[Source data]
........
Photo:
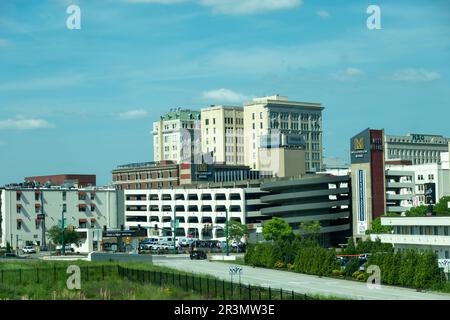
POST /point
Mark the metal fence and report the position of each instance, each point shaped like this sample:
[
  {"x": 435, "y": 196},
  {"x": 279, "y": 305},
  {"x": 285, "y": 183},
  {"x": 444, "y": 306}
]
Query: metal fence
[
  {"x": 45, "y": 275},
  {"x": 209, "y": 287}
]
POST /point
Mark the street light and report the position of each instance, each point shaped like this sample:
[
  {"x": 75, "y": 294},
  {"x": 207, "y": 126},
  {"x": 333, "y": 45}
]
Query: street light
[
  {"x": 63, "y": 248},
  {"x": 226, "y": 232}
]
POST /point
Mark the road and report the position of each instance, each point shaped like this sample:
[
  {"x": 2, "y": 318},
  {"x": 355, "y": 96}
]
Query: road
[{"x": 300, "y": 283}]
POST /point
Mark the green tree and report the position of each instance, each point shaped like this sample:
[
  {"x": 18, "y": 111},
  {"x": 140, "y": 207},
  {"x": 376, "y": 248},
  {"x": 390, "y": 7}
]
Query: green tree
[
  {"x": 442, "y": 207},
  {"x": 310, "y": 230},
  {"x": 350, "y": 248},
  {"x": 427, "y": 273},
  {"x": 419, "y": 211},
  {"x": 8, "y": 247},
  {"x": 277, "y": 229},
  {"x": 70, "y": 235},
  {"x": 377, "y": 227}
]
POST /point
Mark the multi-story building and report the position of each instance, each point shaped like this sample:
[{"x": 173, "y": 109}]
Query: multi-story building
[
  {"x": 199, "y": 213},
  {"x": 418, "y": 233},
  {"x": 419, "y": 148},
  {"x": 276, "y": 114},
  {"x": 322, "y": 198},
  {"x": 28, "y": 213},
  {"x": 368, "y": 179},
  {"x": 223, "y": 134},
  {"x": 146, "y": 175},
  {"x": 400, "y": 185},
  {"x": 79, "y": 180},
  {"x": 423, "y": 175},
  {"x": 176, "y": 136}
]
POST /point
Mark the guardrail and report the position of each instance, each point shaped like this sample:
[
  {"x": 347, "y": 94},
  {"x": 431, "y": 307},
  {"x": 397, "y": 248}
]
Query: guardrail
[{"x": 210, "y": 287}]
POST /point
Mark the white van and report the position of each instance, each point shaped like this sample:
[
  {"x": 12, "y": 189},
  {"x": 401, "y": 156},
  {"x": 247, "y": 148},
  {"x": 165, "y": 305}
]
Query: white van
[{"x": 165, "y": 241}]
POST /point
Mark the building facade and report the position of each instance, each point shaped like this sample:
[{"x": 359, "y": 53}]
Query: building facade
[
  {"x": 80, "y": 180},
  {"x": 418, "y": 233},
  {"x": 368, "y": 179},
  {"x": 222, "y": 132},
  {"x": 276, "y": 114},
  {"x": 176, "y": 136},
  {"x": 418, "y": 148},
  {"x": 28, "y": 213},
  {"x": 322, "y": 198},
  {"x": 146, "y": 175},
  {"x": 199, "y": 213}
]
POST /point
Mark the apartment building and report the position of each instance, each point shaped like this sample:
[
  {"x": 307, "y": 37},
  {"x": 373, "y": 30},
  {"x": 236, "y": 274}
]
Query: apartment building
[
  {"x": 276, "y": 114},
  {"x": 176, "y": 136},
  {"x": 222, "y": 132},
  {"x": 418, "y": 233},
  {"x": 146, "y": 175},
  {"x": 418, "y": 148},
  {"x": 28, "y": 213}
]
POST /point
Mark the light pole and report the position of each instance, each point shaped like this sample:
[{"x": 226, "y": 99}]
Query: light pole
[
  {"x": 63, "y": 248},
  {"x": 174, "y": 226},
  {"x": 226, "y": 232}
]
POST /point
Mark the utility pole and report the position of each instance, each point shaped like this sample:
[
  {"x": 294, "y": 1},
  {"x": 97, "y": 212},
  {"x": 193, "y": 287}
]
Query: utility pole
[
  {"x": 226, "y": 231},
  {"x": 63, "y": 248}
]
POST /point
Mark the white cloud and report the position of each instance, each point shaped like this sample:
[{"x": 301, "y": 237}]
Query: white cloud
[
  {"x": 225, "y": 95},
  {"x": 238, "y": 7},
  {"x": 233, "y": 7},
  {"x": 347, "y": 74},
  {"x": 133, "y": 114},
  {"x": 155, "y": 1},
  {"x": 43, "y": 83},
  {"x": 417, "y": 75},
  {"x": 24, "y": 124},
  {"x": 4, "y": 43},
  {"x": 323, "y": 14}
]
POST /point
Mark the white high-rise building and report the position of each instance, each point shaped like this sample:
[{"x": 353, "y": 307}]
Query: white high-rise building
[
  {"x": 276, "y": 114},
  {"x": 176, "y": 136},
  {"x": 223, "y": 134}
]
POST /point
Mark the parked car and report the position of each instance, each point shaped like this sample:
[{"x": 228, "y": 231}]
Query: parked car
[
  {"x": 147, "y": 243},
  {"x": 11, "y": 256},
  {"x": 68, "y": 248},
  {"x": 198, "y": 255},
  {"x": 28, "y": 249}
]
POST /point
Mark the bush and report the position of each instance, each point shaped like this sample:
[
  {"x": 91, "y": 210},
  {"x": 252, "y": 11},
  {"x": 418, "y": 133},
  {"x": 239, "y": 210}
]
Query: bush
[
  {"x": 279, "y": 264},
  {"x": 337, "y": 273}
]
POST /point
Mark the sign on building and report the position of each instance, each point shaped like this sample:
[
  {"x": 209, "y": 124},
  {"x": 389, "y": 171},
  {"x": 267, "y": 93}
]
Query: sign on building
[{"x": 361, "y": 201}]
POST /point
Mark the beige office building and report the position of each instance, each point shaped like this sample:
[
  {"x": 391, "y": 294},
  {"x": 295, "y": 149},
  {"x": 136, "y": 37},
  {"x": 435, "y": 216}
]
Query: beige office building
[
  {"x": 276, "y": 114},
  {"x": 176, "y": 136},
  {"x": 222, "y": 132}
]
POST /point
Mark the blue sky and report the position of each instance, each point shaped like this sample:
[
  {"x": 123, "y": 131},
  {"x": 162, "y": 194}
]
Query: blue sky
[{"x": 83, "y": 101}]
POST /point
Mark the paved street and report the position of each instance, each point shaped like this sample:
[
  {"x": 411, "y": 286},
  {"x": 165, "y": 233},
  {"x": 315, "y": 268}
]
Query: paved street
[{"x": 299, "y": 282}]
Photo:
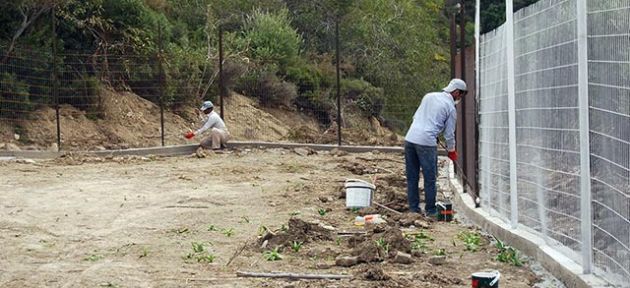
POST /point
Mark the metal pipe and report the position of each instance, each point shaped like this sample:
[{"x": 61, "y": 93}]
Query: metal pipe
[
  {"x": 338, "y": 83},
  {"x": 221, "y": 78},
  {"x": 55, "y": 84}
]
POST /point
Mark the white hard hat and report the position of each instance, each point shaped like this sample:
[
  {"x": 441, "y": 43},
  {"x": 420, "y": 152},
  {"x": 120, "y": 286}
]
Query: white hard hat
[
  {"x": 206, "y": 105},
  {"x": 455, "y": 84}
]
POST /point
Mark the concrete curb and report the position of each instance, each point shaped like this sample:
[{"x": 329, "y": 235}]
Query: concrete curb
[
  {"x": 179, "y": 150},
  {"x": 562, "y": 267}
]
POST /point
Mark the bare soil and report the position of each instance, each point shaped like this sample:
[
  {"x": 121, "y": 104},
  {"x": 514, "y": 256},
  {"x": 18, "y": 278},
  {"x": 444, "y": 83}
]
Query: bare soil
[{"x": 80, "y": 221}]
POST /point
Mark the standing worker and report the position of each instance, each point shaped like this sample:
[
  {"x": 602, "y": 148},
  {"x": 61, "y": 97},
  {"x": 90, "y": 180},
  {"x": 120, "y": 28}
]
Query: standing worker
[
  {"x": 218, "y": 133},
  {"x": 435, "y": 115}
]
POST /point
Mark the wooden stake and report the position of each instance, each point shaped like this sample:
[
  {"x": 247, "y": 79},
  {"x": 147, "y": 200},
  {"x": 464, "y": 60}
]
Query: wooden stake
[{"x": 387, "y": 208}]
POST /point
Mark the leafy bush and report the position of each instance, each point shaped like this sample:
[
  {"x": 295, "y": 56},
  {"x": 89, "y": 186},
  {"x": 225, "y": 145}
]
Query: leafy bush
[
  {"x": 270, "y": 38},
  {"x": 83, "y": 93},
  {"x": 368, "y": 98},
  {"x": 268, "y": 88}
]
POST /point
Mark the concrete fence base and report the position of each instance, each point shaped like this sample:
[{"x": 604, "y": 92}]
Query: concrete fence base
........
| TASK BRIEF |
List each line in the records above that contains the word "facade". Case matters.

| TASK SOLUTION |
Mark the building facade and report the position of each instance, each point shaped like this sample:
Query: building facade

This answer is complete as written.